Write everything in the records below, from the line containing "of the rippled" down to the line containing "Target: yellow metal railing", as a JSON list of strings with one string per line and blank lines omitted.

## Start Items

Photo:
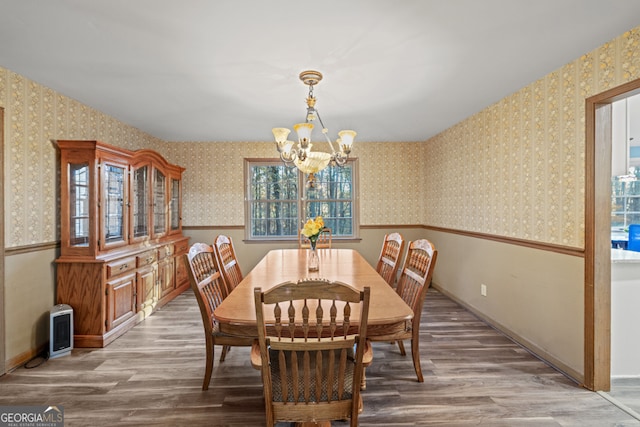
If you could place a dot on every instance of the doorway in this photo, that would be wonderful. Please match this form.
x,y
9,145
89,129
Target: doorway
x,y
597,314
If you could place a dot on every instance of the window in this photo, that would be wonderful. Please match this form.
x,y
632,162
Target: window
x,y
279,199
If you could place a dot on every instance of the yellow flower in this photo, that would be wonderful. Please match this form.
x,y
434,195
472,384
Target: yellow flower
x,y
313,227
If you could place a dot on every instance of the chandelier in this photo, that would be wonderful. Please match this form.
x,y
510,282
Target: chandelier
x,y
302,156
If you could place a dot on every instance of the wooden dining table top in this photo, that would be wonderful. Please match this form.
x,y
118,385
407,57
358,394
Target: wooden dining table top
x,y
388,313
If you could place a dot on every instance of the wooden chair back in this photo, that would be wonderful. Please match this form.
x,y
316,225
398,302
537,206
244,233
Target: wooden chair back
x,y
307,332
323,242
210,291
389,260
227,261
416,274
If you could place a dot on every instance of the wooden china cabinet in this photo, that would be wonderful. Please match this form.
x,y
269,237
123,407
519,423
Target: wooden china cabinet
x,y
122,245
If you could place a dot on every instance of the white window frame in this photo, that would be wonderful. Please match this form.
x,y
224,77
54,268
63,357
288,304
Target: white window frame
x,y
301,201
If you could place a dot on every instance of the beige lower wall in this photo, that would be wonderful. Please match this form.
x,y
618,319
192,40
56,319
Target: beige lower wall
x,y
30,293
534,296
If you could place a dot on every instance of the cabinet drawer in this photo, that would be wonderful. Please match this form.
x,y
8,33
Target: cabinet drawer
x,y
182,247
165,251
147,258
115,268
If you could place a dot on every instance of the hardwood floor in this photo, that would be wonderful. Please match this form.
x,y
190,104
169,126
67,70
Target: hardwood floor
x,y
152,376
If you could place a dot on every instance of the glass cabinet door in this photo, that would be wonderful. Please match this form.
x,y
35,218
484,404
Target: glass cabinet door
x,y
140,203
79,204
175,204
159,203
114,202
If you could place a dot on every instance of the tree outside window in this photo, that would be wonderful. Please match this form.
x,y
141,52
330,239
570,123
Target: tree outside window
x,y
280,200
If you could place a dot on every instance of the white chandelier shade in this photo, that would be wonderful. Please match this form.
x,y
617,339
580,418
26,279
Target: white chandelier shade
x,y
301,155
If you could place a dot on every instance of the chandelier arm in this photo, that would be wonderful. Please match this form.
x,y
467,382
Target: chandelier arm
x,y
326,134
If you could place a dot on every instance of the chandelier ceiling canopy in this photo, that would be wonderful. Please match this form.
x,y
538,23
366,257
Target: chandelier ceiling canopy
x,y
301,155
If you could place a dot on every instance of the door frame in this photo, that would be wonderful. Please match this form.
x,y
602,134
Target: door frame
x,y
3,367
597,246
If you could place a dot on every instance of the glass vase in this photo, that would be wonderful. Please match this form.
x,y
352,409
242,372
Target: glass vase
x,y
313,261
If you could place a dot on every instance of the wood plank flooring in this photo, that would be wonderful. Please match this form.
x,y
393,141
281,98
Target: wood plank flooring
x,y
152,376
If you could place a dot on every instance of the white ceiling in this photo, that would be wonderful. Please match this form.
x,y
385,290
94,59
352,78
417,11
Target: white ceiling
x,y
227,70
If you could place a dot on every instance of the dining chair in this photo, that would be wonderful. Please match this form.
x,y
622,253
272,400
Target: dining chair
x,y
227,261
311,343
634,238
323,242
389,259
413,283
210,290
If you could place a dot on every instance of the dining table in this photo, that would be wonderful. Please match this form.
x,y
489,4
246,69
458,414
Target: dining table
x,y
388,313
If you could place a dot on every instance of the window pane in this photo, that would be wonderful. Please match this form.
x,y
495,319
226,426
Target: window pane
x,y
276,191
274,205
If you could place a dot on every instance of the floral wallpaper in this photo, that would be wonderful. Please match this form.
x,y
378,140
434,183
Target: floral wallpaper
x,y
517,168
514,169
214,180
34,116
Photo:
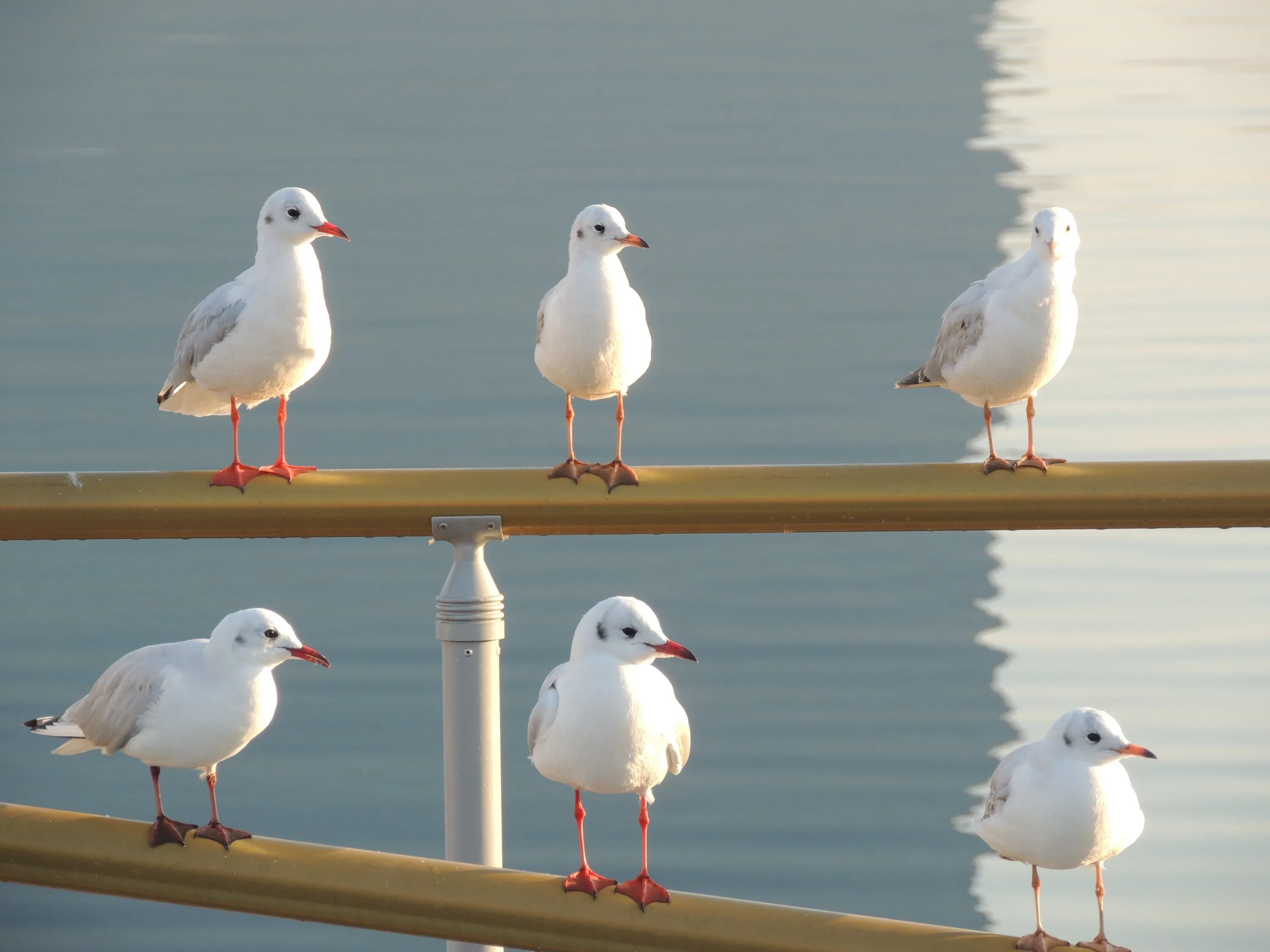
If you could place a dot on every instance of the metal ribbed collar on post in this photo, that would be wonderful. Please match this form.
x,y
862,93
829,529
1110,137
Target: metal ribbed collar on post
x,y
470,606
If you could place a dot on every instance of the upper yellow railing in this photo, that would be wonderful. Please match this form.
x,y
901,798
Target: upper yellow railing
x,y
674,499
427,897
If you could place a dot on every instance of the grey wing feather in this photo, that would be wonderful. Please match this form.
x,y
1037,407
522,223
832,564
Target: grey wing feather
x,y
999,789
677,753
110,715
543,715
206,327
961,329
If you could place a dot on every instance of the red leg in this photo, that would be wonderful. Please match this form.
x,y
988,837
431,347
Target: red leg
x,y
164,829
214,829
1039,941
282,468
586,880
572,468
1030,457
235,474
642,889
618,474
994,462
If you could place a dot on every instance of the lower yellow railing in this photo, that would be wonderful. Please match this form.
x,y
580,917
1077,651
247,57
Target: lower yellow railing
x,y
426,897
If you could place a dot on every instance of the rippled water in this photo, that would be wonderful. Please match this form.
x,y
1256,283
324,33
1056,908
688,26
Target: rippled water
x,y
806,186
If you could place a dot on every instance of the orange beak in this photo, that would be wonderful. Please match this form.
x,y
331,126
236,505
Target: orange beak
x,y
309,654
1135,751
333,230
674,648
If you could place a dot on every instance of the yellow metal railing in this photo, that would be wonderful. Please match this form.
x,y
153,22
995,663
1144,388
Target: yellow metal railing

## End Items
## Start Items

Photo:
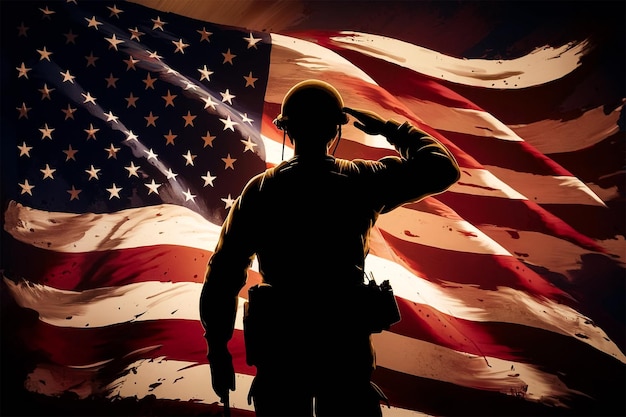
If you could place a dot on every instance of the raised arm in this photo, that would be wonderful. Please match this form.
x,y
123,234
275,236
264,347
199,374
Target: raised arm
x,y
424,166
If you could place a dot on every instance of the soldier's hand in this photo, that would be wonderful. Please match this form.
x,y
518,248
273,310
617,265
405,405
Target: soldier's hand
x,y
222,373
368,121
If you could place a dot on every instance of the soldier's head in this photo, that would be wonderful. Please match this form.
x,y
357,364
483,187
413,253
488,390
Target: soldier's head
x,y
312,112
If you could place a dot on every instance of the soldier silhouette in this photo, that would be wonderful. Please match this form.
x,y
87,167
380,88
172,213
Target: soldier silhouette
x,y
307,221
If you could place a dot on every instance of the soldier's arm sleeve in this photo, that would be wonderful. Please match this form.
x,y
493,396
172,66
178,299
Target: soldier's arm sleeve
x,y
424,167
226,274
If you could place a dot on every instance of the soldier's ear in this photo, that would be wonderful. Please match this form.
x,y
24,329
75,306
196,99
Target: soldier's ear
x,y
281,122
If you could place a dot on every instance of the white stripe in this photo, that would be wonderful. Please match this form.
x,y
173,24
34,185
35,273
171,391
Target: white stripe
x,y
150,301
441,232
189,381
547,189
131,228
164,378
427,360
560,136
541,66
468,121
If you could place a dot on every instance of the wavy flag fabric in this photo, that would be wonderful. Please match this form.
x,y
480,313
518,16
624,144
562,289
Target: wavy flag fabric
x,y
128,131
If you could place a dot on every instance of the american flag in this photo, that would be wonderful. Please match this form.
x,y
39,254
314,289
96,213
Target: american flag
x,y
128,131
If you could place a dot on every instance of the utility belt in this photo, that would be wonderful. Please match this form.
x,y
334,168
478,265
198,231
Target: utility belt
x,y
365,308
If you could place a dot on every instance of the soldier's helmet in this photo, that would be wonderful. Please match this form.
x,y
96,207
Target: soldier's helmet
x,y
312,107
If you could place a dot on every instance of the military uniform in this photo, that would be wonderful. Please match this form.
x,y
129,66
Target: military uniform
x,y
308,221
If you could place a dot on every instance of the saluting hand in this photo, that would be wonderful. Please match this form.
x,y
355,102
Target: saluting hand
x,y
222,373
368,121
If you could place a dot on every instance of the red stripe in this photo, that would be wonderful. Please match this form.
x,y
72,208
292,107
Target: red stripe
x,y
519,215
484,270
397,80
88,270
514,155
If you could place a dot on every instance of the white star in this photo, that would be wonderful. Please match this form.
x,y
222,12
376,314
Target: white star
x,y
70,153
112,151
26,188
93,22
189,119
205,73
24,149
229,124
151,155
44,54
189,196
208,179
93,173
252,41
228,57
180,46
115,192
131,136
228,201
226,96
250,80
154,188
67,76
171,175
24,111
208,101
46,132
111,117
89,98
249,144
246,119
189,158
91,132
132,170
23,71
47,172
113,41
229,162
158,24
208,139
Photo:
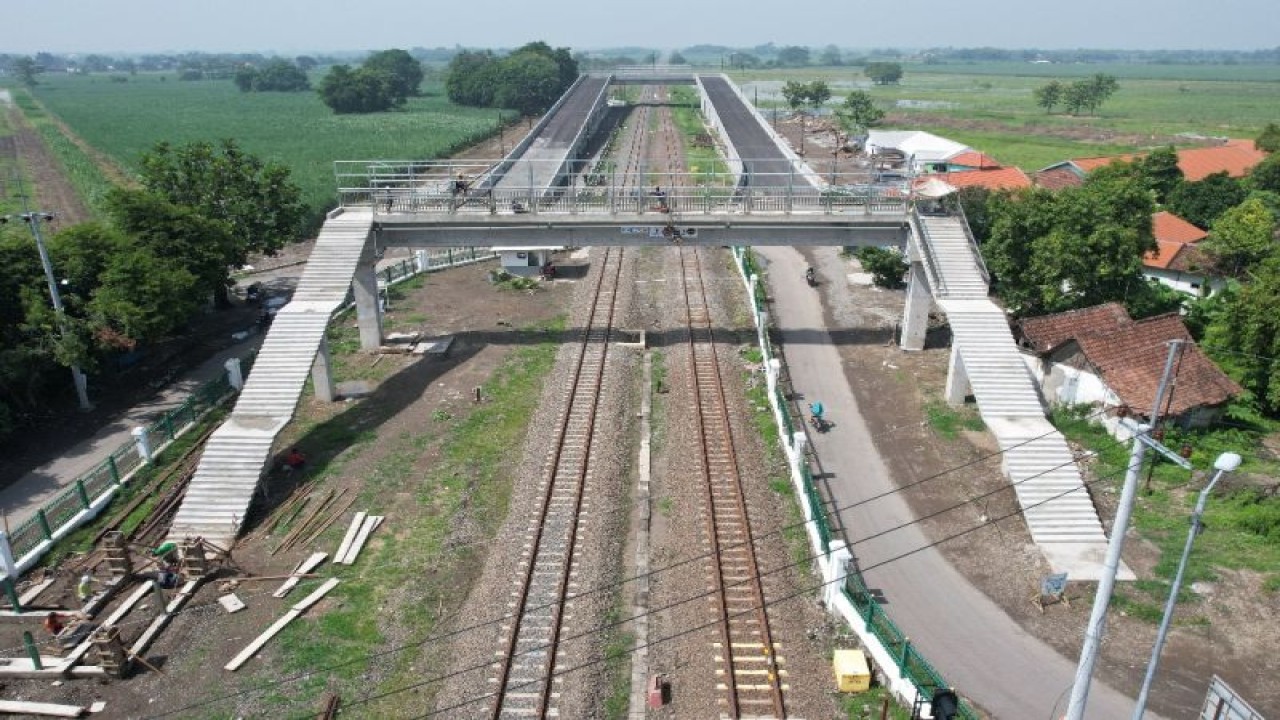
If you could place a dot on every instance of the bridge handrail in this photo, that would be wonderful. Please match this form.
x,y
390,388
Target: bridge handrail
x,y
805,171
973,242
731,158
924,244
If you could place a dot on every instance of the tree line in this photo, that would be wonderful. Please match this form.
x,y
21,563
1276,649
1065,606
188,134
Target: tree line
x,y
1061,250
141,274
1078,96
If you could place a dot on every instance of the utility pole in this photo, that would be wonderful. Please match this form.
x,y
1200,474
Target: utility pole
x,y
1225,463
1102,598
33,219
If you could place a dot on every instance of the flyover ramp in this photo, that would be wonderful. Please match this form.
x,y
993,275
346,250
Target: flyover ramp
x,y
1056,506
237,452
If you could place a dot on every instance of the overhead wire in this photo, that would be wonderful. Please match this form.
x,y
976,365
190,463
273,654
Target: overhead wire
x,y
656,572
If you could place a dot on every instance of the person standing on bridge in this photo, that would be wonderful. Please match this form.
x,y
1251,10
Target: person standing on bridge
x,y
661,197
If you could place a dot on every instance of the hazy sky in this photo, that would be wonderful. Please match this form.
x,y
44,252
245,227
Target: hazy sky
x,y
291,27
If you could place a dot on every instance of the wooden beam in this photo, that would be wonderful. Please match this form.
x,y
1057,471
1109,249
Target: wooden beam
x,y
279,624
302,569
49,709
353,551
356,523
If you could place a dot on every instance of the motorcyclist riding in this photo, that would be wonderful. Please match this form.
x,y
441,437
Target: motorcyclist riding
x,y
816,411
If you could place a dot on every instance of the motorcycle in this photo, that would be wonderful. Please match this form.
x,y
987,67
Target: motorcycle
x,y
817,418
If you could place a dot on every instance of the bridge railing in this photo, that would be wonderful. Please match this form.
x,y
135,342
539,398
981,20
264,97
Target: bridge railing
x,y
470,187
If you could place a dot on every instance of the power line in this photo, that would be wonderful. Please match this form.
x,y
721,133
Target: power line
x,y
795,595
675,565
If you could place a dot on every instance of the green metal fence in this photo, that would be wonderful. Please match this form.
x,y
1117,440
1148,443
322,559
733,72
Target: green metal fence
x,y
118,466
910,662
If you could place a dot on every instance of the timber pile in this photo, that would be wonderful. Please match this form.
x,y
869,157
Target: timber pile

## End Items

:: Reply to the task ::
[
  "If you could place a dot on every instance of the rippled water in this photo, that would be wonderful. Please match this form.",
  "x,y",
  "1256,283",
  "324,33",
  "1056,908",
  "688,26",
  "Target: rippled water",
  "x,y",
  "806,186",
  "If you could place a dot on every instance of the orange beak in this photo, that would be wonderful. Please match this form.",
  "x,y",
  "331,126",
  "236,505",
  "Target: orange beak",
  "x,y",
  "309,654",
  "1135,751",
  "333,230",
  "674,648",
  "If you could place a dot on every instance of the yellow metal railing in this photo, that would be wonderful. Please match this form.",
  "x,y",
  "153,22",
  "995,663",
  "1144,388",
  "Target: yellow metal railing"
]